* [GIVEN PROBLEM]: Filter the lines below and copy each one that contains the word "pocket".
## begin
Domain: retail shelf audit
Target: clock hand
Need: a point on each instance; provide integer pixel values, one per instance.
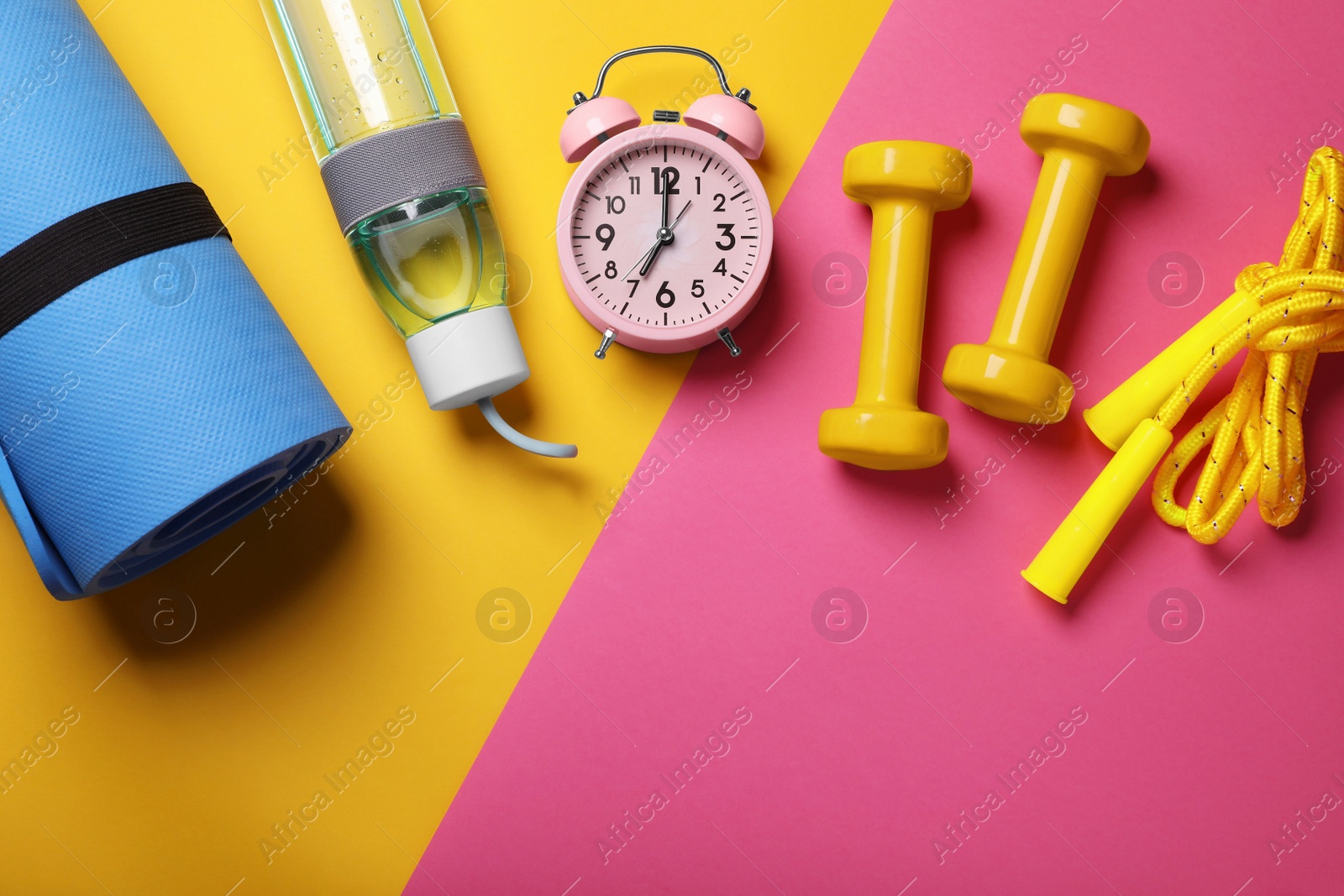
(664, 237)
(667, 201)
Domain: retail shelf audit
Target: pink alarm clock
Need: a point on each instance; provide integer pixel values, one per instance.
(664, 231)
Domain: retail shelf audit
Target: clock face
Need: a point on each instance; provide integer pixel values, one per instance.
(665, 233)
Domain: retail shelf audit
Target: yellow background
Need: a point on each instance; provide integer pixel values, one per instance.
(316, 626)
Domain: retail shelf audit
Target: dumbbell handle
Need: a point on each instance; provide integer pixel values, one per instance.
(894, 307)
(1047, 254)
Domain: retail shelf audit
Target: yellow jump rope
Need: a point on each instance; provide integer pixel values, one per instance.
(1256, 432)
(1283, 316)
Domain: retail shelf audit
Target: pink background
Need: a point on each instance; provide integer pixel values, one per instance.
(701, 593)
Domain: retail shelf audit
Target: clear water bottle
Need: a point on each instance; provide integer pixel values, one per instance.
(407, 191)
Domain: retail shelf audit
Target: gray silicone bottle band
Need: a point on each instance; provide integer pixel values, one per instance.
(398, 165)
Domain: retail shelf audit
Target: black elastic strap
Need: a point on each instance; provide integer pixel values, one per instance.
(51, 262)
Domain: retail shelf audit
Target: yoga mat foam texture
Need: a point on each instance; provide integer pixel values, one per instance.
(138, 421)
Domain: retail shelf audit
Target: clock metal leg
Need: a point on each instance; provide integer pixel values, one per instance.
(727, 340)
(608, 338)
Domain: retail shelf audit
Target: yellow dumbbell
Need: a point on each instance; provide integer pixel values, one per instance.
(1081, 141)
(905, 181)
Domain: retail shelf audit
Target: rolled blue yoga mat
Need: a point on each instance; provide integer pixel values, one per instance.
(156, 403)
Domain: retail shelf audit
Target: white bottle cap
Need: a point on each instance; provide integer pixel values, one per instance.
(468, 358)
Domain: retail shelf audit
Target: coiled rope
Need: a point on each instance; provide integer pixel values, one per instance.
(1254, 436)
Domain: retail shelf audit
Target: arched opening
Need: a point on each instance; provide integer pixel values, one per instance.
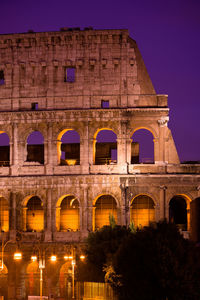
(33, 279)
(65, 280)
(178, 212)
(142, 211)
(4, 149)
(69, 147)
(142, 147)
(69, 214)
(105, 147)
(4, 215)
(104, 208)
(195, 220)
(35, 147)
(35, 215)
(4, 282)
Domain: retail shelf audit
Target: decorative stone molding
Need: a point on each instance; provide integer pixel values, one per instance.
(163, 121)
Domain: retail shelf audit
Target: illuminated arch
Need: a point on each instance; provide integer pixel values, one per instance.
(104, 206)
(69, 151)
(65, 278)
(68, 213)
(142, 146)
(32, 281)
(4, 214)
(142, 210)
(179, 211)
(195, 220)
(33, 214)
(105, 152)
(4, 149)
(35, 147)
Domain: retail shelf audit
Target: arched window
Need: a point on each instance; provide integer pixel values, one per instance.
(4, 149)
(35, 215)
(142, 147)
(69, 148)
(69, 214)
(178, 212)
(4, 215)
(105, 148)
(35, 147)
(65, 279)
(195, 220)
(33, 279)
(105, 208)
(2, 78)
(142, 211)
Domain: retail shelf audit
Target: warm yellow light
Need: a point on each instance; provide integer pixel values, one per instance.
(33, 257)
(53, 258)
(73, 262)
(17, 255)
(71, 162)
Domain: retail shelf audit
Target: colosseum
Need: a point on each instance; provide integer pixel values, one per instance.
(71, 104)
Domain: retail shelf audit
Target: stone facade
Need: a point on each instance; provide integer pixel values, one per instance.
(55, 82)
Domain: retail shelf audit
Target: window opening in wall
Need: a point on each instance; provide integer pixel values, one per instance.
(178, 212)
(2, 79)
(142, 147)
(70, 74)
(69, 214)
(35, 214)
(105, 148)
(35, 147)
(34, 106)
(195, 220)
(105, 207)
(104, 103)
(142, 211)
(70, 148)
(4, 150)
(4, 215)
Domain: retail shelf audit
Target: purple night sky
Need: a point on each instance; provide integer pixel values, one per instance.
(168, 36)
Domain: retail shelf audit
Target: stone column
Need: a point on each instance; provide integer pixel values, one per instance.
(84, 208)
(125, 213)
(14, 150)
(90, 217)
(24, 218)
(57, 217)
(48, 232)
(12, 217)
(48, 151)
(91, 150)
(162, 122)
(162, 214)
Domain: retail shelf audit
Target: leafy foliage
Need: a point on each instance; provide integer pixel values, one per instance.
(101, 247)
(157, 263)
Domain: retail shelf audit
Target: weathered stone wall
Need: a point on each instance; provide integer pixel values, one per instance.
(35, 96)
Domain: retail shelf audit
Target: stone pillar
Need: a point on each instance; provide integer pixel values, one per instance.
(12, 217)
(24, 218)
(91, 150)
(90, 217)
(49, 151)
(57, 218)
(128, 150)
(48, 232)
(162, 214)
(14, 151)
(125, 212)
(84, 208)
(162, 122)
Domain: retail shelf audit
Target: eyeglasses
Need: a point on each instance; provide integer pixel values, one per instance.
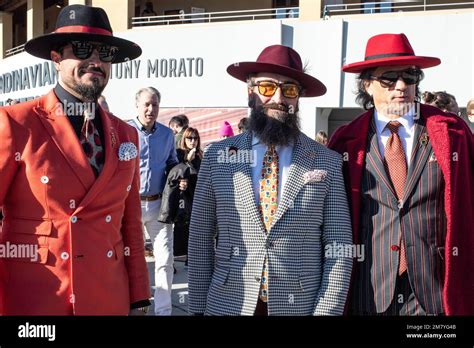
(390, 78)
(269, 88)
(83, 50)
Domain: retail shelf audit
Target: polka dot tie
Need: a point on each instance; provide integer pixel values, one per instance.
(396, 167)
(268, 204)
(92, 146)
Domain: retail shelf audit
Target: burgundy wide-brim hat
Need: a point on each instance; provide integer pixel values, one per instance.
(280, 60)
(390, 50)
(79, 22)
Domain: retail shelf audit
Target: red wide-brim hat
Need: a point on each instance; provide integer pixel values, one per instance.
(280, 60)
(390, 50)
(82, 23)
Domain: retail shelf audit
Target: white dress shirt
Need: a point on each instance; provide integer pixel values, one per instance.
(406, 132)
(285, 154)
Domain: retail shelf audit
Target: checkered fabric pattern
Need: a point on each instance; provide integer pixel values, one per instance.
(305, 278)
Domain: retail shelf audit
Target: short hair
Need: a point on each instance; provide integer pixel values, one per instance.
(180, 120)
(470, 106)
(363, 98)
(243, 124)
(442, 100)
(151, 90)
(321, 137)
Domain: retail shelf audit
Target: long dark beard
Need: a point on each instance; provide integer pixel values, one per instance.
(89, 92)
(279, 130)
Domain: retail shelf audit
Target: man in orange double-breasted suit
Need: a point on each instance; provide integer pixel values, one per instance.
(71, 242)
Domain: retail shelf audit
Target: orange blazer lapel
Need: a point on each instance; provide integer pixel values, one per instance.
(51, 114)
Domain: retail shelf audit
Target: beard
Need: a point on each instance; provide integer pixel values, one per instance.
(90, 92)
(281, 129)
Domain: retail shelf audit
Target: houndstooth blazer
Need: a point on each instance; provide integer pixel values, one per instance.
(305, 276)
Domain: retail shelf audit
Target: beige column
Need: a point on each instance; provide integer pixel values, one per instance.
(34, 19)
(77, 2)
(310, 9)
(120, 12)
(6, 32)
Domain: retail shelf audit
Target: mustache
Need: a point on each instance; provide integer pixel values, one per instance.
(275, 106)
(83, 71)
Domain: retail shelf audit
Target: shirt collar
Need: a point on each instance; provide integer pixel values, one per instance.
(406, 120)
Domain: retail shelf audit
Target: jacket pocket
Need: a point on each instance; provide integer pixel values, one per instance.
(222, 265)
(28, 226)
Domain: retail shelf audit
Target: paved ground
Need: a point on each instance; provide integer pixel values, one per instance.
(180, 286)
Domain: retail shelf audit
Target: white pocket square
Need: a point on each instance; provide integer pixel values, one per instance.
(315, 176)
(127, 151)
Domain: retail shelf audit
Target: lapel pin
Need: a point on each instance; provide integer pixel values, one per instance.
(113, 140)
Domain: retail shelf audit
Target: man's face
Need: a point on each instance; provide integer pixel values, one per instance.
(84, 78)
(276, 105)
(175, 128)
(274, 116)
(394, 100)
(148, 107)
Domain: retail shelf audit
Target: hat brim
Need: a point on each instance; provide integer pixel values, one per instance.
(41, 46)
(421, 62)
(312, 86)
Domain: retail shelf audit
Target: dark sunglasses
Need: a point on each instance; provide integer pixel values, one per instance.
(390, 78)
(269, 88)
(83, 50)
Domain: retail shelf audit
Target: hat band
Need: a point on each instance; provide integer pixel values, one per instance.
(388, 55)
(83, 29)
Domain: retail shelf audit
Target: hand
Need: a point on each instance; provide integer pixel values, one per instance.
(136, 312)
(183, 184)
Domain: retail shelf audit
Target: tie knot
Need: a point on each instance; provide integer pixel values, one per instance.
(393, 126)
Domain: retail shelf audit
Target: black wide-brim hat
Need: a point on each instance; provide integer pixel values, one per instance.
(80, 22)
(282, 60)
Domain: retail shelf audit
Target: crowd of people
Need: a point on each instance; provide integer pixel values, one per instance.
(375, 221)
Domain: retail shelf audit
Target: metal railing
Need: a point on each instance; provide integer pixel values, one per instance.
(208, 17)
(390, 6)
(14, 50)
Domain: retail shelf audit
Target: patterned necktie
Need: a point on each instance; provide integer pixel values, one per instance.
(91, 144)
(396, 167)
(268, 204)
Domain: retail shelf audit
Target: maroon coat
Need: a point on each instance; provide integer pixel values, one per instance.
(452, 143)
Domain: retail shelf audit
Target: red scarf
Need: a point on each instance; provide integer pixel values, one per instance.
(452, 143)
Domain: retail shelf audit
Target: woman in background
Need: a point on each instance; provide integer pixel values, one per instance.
## end
* [OUTPUT BELOW]:
Target: jacket pocket
Target: white pocket square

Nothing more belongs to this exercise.